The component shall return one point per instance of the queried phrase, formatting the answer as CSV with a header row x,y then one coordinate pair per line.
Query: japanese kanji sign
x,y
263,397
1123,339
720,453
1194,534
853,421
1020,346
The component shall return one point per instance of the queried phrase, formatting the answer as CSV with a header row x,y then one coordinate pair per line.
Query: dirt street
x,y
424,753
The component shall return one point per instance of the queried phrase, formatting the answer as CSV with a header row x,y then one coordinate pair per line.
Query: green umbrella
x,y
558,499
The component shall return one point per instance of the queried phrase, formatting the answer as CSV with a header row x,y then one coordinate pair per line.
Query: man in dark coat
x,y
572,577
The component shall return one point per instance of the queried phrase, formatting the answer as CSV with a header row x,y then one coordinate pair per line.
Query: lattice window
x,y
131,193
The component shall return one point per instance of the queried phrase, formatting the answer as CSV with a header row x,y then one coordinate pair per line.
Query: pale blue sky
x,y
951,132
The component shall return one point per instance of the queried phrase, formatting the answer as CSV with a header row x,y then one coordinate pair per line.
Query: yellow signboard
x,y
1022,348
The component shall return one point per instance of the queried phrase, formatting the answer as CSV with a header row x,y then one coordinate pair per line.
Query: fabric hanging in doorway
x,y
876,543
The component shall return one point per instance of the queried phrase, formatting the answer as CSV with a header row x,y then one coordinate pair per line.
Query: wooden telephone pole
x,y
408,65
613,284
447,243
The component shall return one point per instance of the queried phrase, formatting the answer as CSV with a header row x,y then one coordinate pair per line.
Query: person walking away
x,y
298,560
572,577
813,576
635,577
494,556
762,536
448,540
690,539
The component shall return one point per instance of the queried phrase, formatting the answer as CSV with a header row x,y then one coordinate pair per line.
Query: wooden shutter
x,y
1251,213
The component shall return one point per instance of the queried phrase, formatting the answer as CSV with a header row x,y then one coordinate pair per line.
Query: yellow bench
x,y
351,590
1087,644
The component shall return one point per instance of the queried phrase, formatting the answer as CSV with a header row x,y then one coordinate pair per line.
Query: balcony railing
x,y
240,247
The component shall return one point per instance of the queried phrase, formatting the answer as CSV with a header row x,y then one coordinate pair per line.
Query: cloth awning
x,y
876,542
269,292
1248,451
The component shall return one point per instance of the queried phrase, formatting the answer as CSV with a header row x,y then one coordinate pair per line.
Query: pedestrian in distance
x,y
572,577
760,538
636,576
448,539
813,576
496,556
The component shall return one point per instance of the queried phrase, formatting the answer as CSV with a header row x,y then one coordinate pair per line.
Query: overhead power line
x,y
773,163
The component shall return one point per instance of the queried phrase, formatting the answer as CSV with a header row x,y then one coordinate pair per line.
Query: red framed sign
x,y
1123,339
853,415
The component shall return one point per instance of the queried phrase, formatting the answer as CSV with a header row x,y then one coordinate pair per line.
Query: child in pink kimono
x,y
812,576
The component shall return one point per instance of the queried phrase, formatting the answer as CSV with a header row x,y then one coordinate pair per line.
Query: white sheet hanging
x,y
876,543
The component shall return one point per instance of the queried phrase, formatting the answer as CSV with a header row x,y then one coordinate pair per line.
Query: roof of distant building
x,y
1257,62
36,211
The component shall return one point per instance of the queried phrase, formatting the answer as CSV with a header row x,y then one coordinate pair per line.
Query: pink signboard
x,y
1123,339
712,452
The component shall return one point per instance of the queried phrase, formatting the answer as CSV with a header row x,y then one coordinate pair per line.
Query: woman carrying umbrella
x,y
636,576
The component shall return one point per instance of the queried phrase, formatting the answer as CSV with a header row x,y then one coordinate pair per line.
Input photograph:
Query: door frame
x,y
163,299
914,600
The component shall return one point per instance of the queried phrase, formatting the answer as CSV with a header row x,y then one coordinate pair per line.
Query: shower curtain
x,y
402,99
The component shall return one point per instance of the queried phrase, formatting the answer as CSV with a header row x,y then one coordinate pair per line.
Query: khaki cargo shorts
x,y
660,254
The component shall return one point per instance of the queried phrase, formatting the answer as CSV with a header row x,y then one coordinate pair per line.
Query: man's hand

● YOUR INSTRUCTIONS
Pull out each row above that contains the word "signboard", matching case exactly.

● WRITTEN ANSWER
Query: yellow signboard
Query: pink signboard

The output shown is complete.